_Exercise_:
State only the number of lines below that contain the string "pixel", treating uppercase and lowercase as different.

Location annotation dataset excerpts

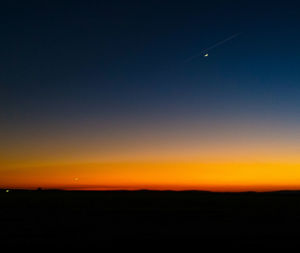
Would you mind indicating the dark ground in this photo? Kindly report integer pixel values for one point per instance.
(150, 220)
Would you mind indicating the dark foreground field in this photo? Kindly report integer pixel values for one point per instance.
(150, 220)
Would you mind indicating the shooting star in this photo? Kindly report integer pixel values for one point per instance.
(204, 52)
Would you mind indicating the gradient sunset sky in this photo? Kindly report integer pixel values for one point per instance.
(99, 95)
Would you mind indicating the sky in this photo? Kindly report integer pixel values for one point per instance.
(118, 95)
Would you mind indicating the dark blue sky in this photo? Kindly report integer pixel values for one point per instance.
(125, 60)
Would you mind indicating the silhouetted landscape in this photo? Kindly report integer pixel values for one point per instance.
(150, 219)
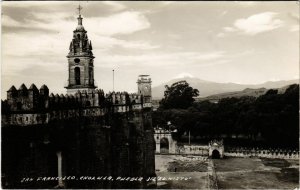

_Finished answer_:
7